#### Information provided ####

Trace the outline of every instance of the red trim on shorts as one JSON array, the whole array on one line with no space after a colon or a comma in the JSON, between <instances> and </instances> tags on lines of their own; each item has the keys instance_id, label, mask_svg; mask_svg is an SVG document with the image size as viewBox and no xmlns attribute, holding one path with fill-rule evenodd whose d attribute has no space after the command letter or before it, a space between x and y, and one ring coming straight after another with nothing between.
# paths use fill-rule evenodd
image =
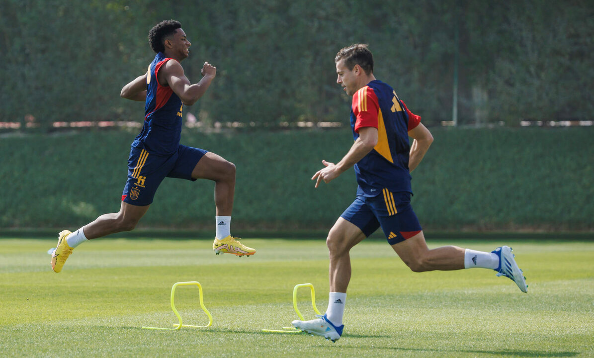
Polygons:
<instances>
[{"instance_id":1,"label":"red trim on shorts","mask_svg":"<svg viewBox=\"0 0 594 358\"><path fill-rule=\"evenodd\" d=\"M410 239L410 237L412 237L415 235L420 233L421 231L421 230L418 230L416 231L401 231L400 235L402 235L402 237L405 238L405 240L406 240L407 239Z\"/></svg>"}]
</instances>

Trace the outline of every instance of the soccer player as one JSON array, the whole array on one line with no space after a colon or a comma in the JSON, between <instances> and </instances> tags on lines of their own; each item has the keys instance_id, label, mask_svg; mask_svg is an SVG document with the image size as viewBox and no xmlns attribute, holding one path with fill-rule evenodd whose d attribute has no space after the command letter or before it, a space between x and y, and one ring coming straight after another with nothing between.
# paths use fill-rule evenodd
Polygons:
<instances>
[{"instance_id":1,"label":"soccer player","mask_svg":"<svg viewBox=\"0 0 594 358\"><path fill-rule=\"evenodd\" d=\"M387 84L375 79L373 56L366 45L343 48L334 58L336 82L352 96L350 125L355 143L337 163L323 160L314 175L315 188L354 166L356 198L330 229L330 300L326 314L293 321L302 331L336 341L342 334L346 289L350 280L350 249L381 227L398 256L414 272L489 268L513 280L523 292L525 278L506 246L491 252L442 246L429 250L410 206L410 175L433 141L421 123ZM412 145L409 137L413 139Z\"/></svg>"},{"instance_id":2,"label":"soccer player","mask_svg":"<svg viewBox=\"0 0 594 358\"><path fill-rule=\"evenodd\" d=\"M229 253L240 257L255 253L230 232L235 166L213 153L179 143L184 106L192 105L202 97L216 75L216 67L204 62L202 79L190 83L181 62L188 57L191 44L176 21L157 24L149 31L148 42L157 53L154 59L147 72L125 85L121 93L124 98L146 104L143 128L132 143L119 212L102 215L73 233L61 232L52 255L55 272L62 271L72 249L80 243L132 230L148 210L165 177L214 180L216 233L213 249L217 255Z\"/></svg>"}]
</instances>

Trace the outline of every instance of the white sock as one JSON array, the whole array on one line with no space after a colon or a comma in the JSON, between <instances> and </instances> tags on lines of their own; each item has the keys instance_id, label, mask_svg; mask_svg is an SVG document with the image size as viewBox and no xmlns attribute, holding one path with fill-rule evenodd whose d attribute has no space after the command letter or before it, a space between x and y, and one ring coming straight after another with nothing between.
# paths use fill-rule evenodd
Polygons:
<instances>
[{"instance_id":1,"label":"white sock","mask_svg":"<svg viewBox=\"0 0 594 358\"><path fill-rule=\"evenodd\" d=\"M346 303L346 293L343 292L330 292L328 300L328 309L326 317L336 327L342 325L342 316L345 313L345 305Z\"/></svg>"},{"instance_id":2,"label":"white sock","mask_svg":"<svg viewBox=\"0 0 594 358\"><path fill-rule=\"evenodd\" d=\"M83 228L81 227L72 233L69 234L68 237L66 237L66 243L68 244L69 246L74 249L87 240L89 239L84 236L84 233L83 232Z\"/></svg>"},{"instance_id":3,"label":"white sock","mask_svg":"<svg viewBox=\"0 0 594 358\"><path fill-rule=\"evenodd\" d=\"M216 216L214 217L217 223L217 233L214 237L220 240L230 235L231 217Z\"/></svg>"},{"instance_id":4,"label":"white sock","mask_svg":"<svg viewBox=\"0 0 594 358\"><path fill-rule=\"evenodd\" d=\"M499 266L499 256L493 252L485 252L466 249L464 252L464 268L491 268L495 270Z\"/></svg>"}]
</instances>

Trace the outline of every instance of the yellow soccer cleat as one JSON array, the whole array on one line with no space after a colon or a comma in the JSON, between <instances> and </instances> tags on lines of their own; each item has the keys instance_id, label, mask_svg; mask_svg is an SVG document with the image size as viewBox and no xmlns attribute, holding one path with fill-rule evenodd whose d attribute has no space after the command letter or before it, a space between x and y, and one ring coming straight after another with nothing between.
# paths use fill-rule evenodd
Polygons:
<instances>
[{"instance_id":1,"label":"yellow soccer cleat","mask_svg":"<svg viewBox=\"0 0 594 358\"><path fill-rule=\"evenodd\" d=\"M66 259L72 253L73 249L66 242L66 237L71 233L72 233L69 231L65 230L61 232L58 237L58 246L52 254L52 269L55 273L62 271L62 268L66 263Z\"/></svg>"},{"instance_id":2,"label":"yellow soccer cleat","mask_svg":"<svg viewBox=\"0 0 594 358\"><path fill-rule=\"evenodd\" d=\"M240 237L238 237L239 239ZM229 235L219 240L214 238L213 243L213 250L217 255L219 254L233 254L241 257L242 256L251 256L256 253L256 251L241 243L235 240L235 238Z\"/></svg>"}]
</instances>

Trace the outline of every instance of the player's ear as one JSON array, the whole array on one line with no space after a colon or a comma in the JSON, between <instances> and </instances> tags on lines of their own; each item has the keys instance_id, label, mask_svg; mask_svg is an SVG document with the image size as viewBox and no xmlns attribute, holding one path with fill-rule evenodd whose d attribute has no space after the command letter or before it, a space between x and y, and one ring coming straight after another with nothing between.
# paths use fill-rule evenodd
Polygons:
<instances>
[{"instance_id":1,"label":"player's ear","mask_svg":"<svg viewBox=\"0 0 594 358\"><path fill-rule=\"evenodd\" d=\"M353 72L355 72L355 75L358 75L359 74L361 73L362 69L361 68L361 66L359 65L359 64L357 64L355 65L355 67L353 67Z\"/></svg>"}]
</instances>

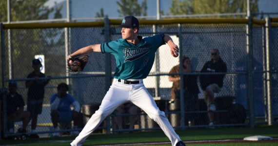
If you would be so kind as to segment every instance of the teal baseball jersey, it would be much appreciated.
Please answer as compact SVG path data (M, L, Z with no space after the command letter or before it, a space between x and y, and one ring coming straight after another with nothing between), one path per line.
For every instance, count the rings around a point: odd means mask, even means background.
M154 64L155 53L165 44L164 34L142 38L136 45L120 38L101 45L102 53L114 55L117 64L114 78L121 79L144 79Z

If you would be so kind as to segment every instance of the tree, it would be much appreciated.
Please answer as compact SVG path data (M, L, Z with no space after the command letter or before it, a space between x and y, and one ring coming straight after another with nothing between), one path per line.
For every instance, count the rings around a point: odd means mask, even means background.
M44 6L47 0L11 0L11 18L12 21L47 19L49 14L54 9ZM0 0L0 20L7 21L7 0ZM61 7L56 8L55 18L61 18L60 11ZM63 29L12 29L11 30L11 44L13 64L13 78L23 78L32 71L32 60L35 55L42 54L45 56L45 62L48 63L52 58L60 58L54 68L47 69L46 73L52 76L64 74L65 62L60 61L64 57L64 35ZM7 31L5 31L6 34ZM7 36L7 35L5 35ZM5 37L5 49L6 58L7 58L8 39ZM5 62L8 66L8 59ZM51 63L52 64L52 63ZM8 68L6 67L6 74L8 74ZM53 71L58 71L54 72ZM53 73L53 74L49 74Z
M44 6L48 0L11 0L11 21L26 21L46 19L49 13L53 11L53 8ZM7 0L0 1L0 20L7 21Z
M117 12L120 17L126 16L147 16L147 0L144 0L141 5L138 0L120 0L116 2L119 7Z
M258 12L258 0L250 0L251 12ZM246 12L246 0L172 0L171 15L223 14ZM214 18L235 16L218 16ZM245 17L243 16L237 18Z
M105 17L108 17L107 15L104 15L104 11L103 10L103 8L100 8L100 12L99 13L99 12L97 12L97 16L96 16L96 18L103 18Z
M55 5L57 4L57 2L55 1ZM61 11L63 9L63 5L61 5L60 7L55 7L55 13L54 14L54 18L62 18L62 14L61 14Z

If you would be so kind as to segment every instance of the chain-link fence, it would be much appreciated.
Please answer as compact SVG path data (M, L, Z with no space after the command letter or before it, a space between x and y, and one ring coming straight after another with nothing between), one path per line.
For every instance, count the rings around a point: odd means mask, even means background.
M165 112L171 124L176 128L252 126L250 123L252 122L252 116L255 119L253 122L256 124L265 122L268 113L265 83L265 67L268 63L265 61L266 42L268 39L266 37L267 33L264 25L253 25L251 33L248 34L246 31L248 21L245 19L211 20L142 21L140 36L145 37L158 33L167 34L180 49L180 57L174 58L171 55L167 45L160 47L156 54L149 75L144 79L145 87L159 109ZM98 109L111 84L116 69L114 56L111 55L110 58L110 56L100 53L90 54L89 61L84 70L78 73L69 73L66 56L81 47L121 38L120 28L117 27L120 23L119 20L111 20L109 28L93 24L91 27L85 27L77 25L67 28L65 26L65 28L23 29L19 26L14 28L18 29L7 29L11 25L5 25L5 29L2 31L4 34L4 41L1 42L2 46L4 46L1 48L3 53L1 54L2 61L5 65L2 66L2 81L4 83L2 90L4 90L4 87L8 87L9 82L17 81L17 92L22 95L25 102L24 110L26 111L27 99L29 98L28 90L30 90L27 88L27 83L50 79L48 84L42 87L44 94L42 111L38 117L36 132L32 133L48 133L47 134L49 136L53 136L57 132L69 134L71 131L80 130ZM76 24L78 25L78 23ZM156 25L154 27L153 24ZM278 112L276 90L278 88L277 61L274 57L277 53L275 48L277 48L277 27L272 27L269 37L272 52L272 90L268 92L271 91L272 93L272 116L275 120ZM248 43L248 37L252 38L251 43ZM247 46L251 46L251 53L246 49ZM215 54L213 50L217 51L215 55L223 60L226 71L219 71L213 67L204 67L206 62L213 60L212 59ZM250 57L249 53L251 53ZM178 70L175 73L170 73L174 66L186 70L183 65L185 61L182 60L183 55L190 58L192 72ZM32 60L35 57L41 61L40 71L44 72L45 78L38 80L27 78L27 75L34 71ZM183 64L180 64L179 61ZM253 65L252 70L248 68L250 62ZM250 73L254 75L253 78L248 76ZM182 81L174 83L169 76L179 77ZM221 76L224 76L223 81ZM215 91L215 88L207 88L208 85L205 84L208 80L217 82L219 91ZM253 88L248 86L250 82ZM51 97L58 93L57 86L62 82L69 85L68 93L80 104L82 118L79 119L82 121L79 122L82 124L75 127L71 121L73 119L71 119L66 123L66 127L60 126L59 130L56 131L57 129L53 128L54 117L51 112ZM179 97L171 101L171 94L173 93L172 87L177 83L180 85L174 94ZM192 84L197 85L193 92L191 91ZM254 96L249 94L250 90ZM209 97L209 91L211 91L216 92L213 94L214 102L207 102L204 97ZM9 119L10 115L8 110L10 110L7 109L5 104L8 104L7 102L9 101L6 100L7 98L11 97L8 95L8 91L2 92L8 96L3 96L1 98L4 103L3 109L5 110L1 118L3 120L1 123L4 126L1 129L6 136L17 135L13 133L23 125L21 121L15 122ZM253 100L250 100L250 98ZM250 101L253 101L254 103L250 103ZM254 110L250 108L250 104L254 104ZM215 109L211 105L215 105ZM115 116L123 117L123 129L119 129ZM136 119L134 128L131 129L129 128L131 122L128 118L130 116L135 116L133 117ZM213 125L209 125L211 122L213 122ZM61 123L59 125L65 125L62 122L59 123ZM31 123L27 125L28 132L34 128ZM110 133L159 128L158 126L142 110L137 109L131 112L125 109L123 112L113 112L96 132Z

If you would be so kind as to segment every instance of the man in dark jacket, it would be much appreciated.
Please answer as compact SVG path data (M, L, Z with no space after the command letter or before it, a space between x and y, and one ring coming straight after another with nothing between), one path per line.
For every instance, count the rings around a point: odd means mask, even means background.
M215 73L227 72L227 66L220 57L218 49L214 49L211 52L211 58L203 66L201 73L210 73L211 74L200 76L200 83L202 90L204 92L204 99L206 103L209 119L209 125L213 127L214 113L216 108L214 104L214 93L219 92L223 86L223 79L225 74L216 74Z

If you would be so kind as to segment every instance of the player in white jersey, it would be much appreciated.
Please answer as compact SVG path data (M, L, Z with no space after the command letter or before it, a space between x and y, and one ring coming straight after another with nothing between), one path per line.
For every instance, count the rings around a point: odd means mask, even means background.
M125 17L119 26L122 28L122 38L82 48L68 57L69 59L92 52L110 53L114 55L117 64L113 82L99 109L92 116L71 145L81 146L106 116L120 105L130 101L144 110L159 124L172 146L185 146L143 83L143 79L147 77L152 68L158 49L166 43L171 49L171 54L176 57L179 55L178 46L167 35L159 34L144 38L138 36L139 22L133 16Z

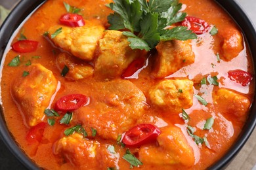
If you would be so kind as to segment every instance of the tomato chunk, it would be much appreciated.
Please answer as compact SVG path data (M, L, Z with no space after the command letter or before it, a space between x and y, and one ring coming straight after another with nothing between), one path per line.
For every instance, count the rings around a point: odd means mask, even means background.
M88 102L88 97L83 94L70 94L59 99L55 104L55 110L72 111L84 106Z
M188 29L198 35L206 33L210 28L205 20L194 16L186 16L181 22L181 25L187 27Z
M62 15L60 18L60 23L72 27L85 26L85 20L83 18L83 16L76 14L66 14Z
M35 51L37 48L37 41L25 39L14 42L12 47L16 52L25 53Z
M232 70L228 72L228 78L233 81L246 86L253 79L253 76L248 72L242 70Z
M154 141L160 133L160 129L154 125L139 124L125 132L122 142L128 146L138 146Z
M133 76L137 71L145 65L145 58L139 58L133 61L121 75L121 78L125 78Z
M47 124L45 122L41 122L31 128L26 137L27 141L30 144L41 142Z

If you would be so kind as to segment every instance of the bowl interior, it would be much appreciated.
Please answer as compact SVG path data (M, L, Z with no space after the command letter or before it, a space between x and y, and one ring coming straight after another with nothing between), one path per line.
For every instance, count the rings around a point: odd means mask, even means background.
M3 58L5 48L7 46L9 39L13 33L28 16L45 1L46 0L22 0L20 1L20 3L13 9L0 29L1 60ZM253 58L254 65L256 61L256 32L251 21L241 9L240 7L233 0L215 0L215 1L232 16L234 20L241 27L247 44L249 44L249 49ZM256 124L255 102L256 101L254 98L251 114L249 115L247 123L245 124L243 131L240 135L237 141L222 159L209 167L210 169L218 169L226 165L248 139ZM1 112L3 113L3 109L2 108L1 109ZM30 169L39 169L38 167L26 156L13 140L13 138L7 128L3 114L1 114L0 116L0 136L12 153L25 166Z

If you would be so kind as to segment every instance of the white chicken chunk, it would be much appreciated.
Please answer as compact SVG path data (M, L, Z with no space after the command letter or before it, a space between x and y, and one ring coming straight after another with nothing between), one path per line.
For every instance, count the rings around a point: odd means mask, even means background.
M95 63L95 72L102 78L120 76L141 50L132 50L127 37L119 31L106 31L100 40L99 56Z
M244 39L238 29L234 27L220 30L219 35L223 39L221 58L230 61L237 57L244 49Z
M245 96L225 88L220 88L213 94L213 102L224 110L224 114L240 116L248 112L251 107Z
M60 53L57 56L56 63L60 71L62 71L65 65L68 67L69 71L65 76L68 80L78 80L93 75L92 65L67 53Z
M91 89L89 95L90 105L75 110L73 120L77 123L81 121L89 128L94 127L97 135L104 139L116 140L145 112L146 97L126 80L99 82L95 86L97 89Z
M51 35L60 27L61 33L51 39ZM49 30L49 36L55 45L77 58L91 61L104 30L102 25L95 22L85 21L85 25L82 27L53 26Z
M166 80L149 92L151 103L171 112L181 112L193 105L193 82L190 80Z
M139 151L139 160L144 163L159 165L192 166L195 162L194 151L181 129L171 126L161 131L157 138L159 147L141 147Z
M156 46L158 54L152 74L156 78L164 78L182 67L194 62L191 41L160 41Z
M83 135L74 133L58 140L53 148L54 154L61 155L66 161L76 166L83 165L89 169L97 167L96 149L100 143L83 138ZM87 158L84 159L84 158ZM90 163L88 163L88 162ZM86 166L86 167L85 167Z
M26 76L19 75L15 78L12 93L28 124L33 126L42 122L58 82L53 73L41 64L30 65L28 73Z

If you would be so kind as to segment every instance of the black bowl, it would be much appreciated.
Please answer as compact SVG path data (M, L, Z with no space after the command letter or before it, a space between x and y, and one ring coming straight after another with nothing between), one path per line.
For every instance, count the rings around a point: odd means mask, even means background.
M16 5L7 20L0 27L0 60L2 60L7 44L14 31L20 24L31 14L37 7L40 6L46 0L22 0ZM242 29L251 52L253 65L256 62L256 32L251 22L242 10L241 7L233 0L215 0L233 18L234 20ZM3 64L3 63L2 63ZM255 72L254 67L254 72ZM254 78L255 80L255 78ZM234 158L240 150L245 143L256 125L256 101L254 100L251 107L251 114L244 126L242 133L236 142L232 146L228 152L217 162L209 167L209 169L219 169L224 168ZM3 113L2 109L1 112ZM11 134L9 131L3 114L0 115L0 137L7 146L11 152L27 168L30 169L38 169L38 167L19 148L15 143Z

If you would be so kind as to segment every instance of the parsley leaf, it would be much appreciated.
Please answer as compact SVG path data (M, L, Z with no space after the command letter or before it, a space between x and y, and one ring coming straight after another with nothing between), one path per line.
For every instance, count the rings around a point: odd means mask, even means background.
M219 86L219 82L217 82L218 78L216 76L213 77L207 77L207 81L210 84Z
M189 120L190 118L189 118L188 114L185 112L185 110L183 109L183 108L182 109L182 119L184 120Z
M160 41L196 39L186 27L165 29L184 19L186 14L179 12L181 6L178 0L114 0L107 5L114 11L108 16L109 29L129 30L131 33L123 34L129 37L130 47L146 51Z
M28 76L28 75L30 75L30 73L28 71L23 71L22 76L25 77L25 76Z
M216 26L214 26L214 27L211 29L210 31L210 34L211 35L215 35L215 34L218 33L218 29L217 29Z
M63 116L63 118L60 120L60 124L69 124L70 122L70 120L72 118L73 113L68 112L65 114L65 115Z
M203 104L203 105L206 106L207 105L208 105L208 103L200 95L197 95L197 94L195 94L194 95L196 99L198 99L198 100L202 103Z
M49 118L47 120L48 124L51 126L53 126L55 124L55 120L54 118Z
M203 129L209 130L213 126L213 123L214 123L214 118L208 118L207 120L206 120L206 122L204 124Z
M61 71L61 76L65 76L66 74L68 74L68 71L70 71L70 69L66 66L66 65L64 65L62 71Z
M11 61L11 62L8 64L8 65L11 67L18 66L20 63L20 55L18 55L17 56L14 57L12 60L12 61Z
M56 29L54 33L51 35L51 38L54 39L56 36L58 35L58 34L62 32L62 27L60 27L59 29Z
M47 109L45 110L45 114L47 116L60 116L58 112L56 112L54 110Z
M139 167L139 165L142 165L142 163L140 162L140 160L139 160L134 155L133 155L129 149L126 150L126 153L123 156L123 159L128 162L131 164L131 167Z

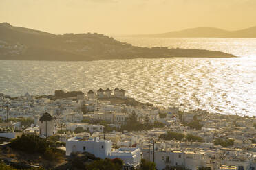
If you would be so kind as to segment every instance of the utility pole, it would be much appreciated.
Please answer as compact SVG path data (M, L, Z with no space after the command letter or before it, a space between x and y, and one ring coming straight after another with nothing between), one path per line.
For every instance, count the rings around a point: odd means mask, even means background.
M155 162L155 140L153 139L153 162Z
M19 130L19 123L20 123L20 122L21 122L21 121L19 120L19 121L18 121L18 130Z
M149 143L149 162L150 161L150 144Z
M6 121L8 122L9 121L9 106L6 106Z
M24 134L24 126L23 125L22 126L22 134Z
M46 129L45 136L47 139L47 121L45 121L45 129Z
M105 140L105 127L103 127L103 138Z

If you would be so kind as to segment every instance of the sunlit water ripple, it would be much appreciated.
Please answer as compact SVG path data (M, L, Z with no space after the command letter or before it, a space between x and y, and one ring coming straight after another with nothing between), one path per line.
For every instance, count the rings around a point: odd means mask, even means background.
M140 101L256 115L256 39L116 38L144 47L214 49L241 58L0 61L0 93L17 96L118 87Z

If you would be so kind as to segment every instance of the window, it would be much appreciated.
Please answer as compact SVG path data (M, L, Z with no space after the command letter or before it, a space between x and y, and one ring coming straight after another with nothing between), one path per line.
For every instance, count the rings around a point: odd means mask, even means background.
M244 166L238 166L238 170L244 170Z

####

*Challenge*.
Can you rewrite the lines from the one with "pole, it would be much appreciated." to the one with "M149 143L149 162L150 161L150 144Z", putting "telephone pole" in place of "utility pole" and leaving everything else as it is?

*Exercise result*.
If you would be so kind as to segment every instance of the telephone pole, it would be much appreciated.
Please answer as compact SVG path data (M, L, Z with no space after the command letter or before it, a space between x and y, and one ring coming straight after another with nothing between), one path per line.
For every instance, count the rings around a point: odd means mask, even means background.
M155 162L155 140L153 139L153 162Z
M19 130L19 123L20 123L20 122L21 122L21 121L19 120L19 121L18 121L18 130Z
M149 143L149 162L150 161L150 144Z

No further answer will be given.